— START Source material —

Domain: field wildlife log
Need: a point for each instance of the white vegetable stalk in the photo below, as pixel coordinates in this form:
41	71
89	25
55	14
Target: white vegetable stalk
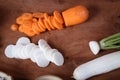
98	66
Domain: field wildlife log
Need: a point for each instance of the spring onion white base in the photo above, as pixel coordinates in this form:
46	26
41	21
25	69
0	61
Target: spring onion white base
98	66
94	47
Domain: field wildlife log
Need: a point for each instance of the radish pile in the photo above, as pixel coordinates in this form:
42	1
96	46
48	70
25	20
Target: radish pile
42	54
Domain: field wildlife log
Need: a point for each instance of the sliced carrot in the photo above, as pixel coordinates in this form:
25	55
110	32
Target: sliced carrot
34	20
46	16
49	22
75	15
27	16
47	25
40	21
20	29
57	24
38	15
19	20
35	28
58	17
14	27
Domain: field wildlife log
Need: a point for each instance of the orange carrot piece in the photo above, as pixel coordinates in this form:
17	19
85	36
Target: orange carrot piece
49	22
34	20
14	27
19	20
58	16
57	24
35	28
29	32
75	15
27	16
38	15
27	23
20	29
47	25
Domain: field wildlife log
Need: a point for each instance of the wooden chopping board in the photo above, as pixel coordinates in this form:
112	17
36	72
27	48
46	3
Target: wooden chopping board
72	42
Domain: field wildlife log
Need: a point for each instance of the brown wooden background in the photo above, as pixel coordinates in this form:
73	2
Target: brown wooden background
104	20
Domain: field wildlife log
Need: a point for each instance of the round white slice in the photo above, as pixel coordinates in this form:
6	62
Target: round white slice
94	47
58	58
8	51
23	41
43	44
17	51
41	59
28	49
22	54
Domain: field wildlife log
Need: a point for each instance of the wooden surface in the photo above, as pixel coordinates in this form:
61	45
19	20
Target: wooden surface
72	42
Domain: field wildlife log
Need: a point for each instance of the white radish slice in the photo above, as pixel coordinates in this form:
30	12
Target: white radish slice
98	66
48	77
40	59
17	51
32	53
94	47
22	54
8	51
28	49
43	44
58	58
23	41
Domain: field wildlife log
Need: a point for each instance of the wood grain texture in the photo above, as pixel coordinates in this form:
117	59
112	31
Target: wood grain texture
72	42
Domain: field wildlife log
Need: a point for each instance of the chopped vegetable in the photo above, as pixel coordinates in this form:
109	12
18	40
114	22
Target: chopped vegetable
111	42
35	23
14	27
75	15
94	46
24	49
48	77
98	66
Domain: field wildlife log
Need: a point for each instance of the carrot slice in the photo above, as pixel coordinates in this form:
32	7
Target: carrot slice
34	20
27	23
47	25
75	15
27	16
57	24
19	20
20	29
38	15
14	27
40	21
58	17
35	28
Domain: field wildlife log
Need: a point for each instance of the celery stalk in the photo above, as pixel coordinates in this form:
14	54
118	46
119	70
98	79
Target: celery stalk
111	42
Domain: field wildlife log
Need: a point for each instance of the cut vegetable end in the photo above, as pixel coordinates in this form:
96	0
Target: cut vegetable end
23	41
94	47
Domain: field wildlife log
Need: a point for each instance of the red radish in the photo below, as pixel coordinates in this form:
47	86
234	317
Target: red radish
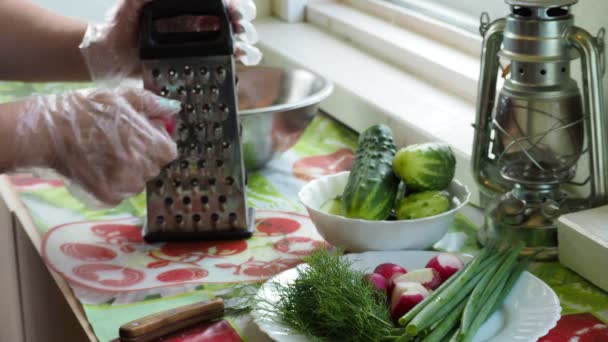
388	270
405	296
377	280
427	277
446	264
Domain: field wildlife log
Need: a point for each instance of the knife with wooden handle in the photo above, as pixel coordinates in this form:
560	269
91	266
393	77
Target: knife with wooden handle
154	326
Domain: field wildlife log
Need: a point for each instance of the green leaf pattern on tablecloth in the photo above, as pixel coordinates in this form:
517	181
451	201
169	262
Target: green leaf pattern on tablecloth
324	136
576	294
10	91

— END Source material —

Omit the pictures and reproduce the listing exactly.

**Answer below**.
Domain: field wildlife log
Need: a point for each instance of the white vegetable stalk in the photo below, as pixel coordinates in this form:
41	71
89	25
55	14
Target: white vegetable stalk
98	66
Domain: field wildlife log
Need: a point for each instance of the spring onion white base in the photo above, as pixel coordinates in this form:
46	26
41	21
25	69
0	61
Target: spring onion white base
98	66
94	47
Domain: field wildlife log
Need: a point for each instance of the radish pile in the photo above, as pixel coordinates in this form:
42	1
96	46
48	70
25	20
Target: radish pile
42	54
Domain: field wildlife log
Need: a point for each instance of the sliced carrot in the photo above, as pixel coordinates in this form:
25	55
110	32
Target: sliced carrot
34	20
46	16
49	22
75	15
27	16
47	25
40	21
20	29
57	24
38	15
19	20
35	28
58	17
14	27
Domain: field wildlife log
Need: a point for each instance of the orange carrot piece in the photo above, as pixel coordinates in this form:
17	19
85	36
Target: orange carrot piece
49	22
34	20
14	27
19	20
58	16
57	24
35	28
29	32
75	15
27	16
38	15
27	23
20	29
47	25
Domain: field wildlife log
Need: a point for each instance of the wooden chopping board in the photo above, as pixel coordinates in this form:
112	17
36	72
27	48
46	3
Target: wooden chopping board
72	42
Domain: field wildlife log
Need: a point for each instance of the brown wooden background in the photo above, as pixel coordinates in this form:
73	2
Target: brown wooden background
104	20
Domain: field wildlife log
Need: a point for each instance of the round white slice in the photo above, as pixel coordinates in this form:
6	62
Target: round white slice
94	47
58	58
8	51
23	41
43	44
17	51
41	59
28	49
22	54
Domain: field wildlife log
Need: a point for each instance of the wooden surface in the photo above, as pixel coordinates in this form:
61	45
19	20
Target: wooden surface
72	42
Domain: field wildlife log
Need: a point for each instance of the white radish slice in the photo above, as pixel coordinates in this form:
30	12
Target: white radish slice
98	66
48	77
40	59
17	51
32	53
94	47
22	54
8	51
28	49
43	44
58	58
23	41
Domain: field wildlife log
Need: a point for each instance of the wood grain texture in the photo above, as pixel coordinates in this form:
117	59
112	31
Target: wood grain texture
72	42
Domain: field wildlife log
Need: a point for each instance of the chopped vegetable in the photo above, as pixel coordinates in this form:
109	12
18	40
114	22
Target: chopped vegetable
111	42
35	23
14	27
75	15
94	46
24	49
48	77
98	66
Domain: field wildlife log
Need: a point for each instance of the carrot slice in the photo above, as pixel coordinates in this form:
32	7
Target: carrot slice
34	20
27	23
47	25
75	15
27	16
57	24
19	20
20	29
38	15
14	27
40	21
58	17
35	28
Domain: field wildlife log
Need: a point for each instance of the celery stalk in the photo above, as pixel coordinates in this form:
14	54
118	46
119	70
98	79
Target: celery stalk
111	42
Domain: field wildlife log
Need: a point for each instance of the cut vegetable end in the photo above, as pixel coordinates in this form:
96	0
Target: cut vegetable end
23	41
94	47
Domain: field wildlife log
Need: a point for each instance of the red radish in the photo below, as pixel coordinates in this form:
47	86
234	317
Target: red radish
388	270
405	296
377	280
427	277
446	264
Domain: field wildlife log
Need: a point for each instance of the knife with wooden handle in the photo above, as pixel coordinates in this form:
560	269
91	266
393	77
Target: knife with wooden handle
154	326
Domain: field wildlife log
Need: a point for each instance of the green leaf pattern on tablecloth in the photo above, as pixel coordinates in this form:
517	181
451	201
169	262
Target: green leaf pattern on tablecloth
324	136
576	294
10	91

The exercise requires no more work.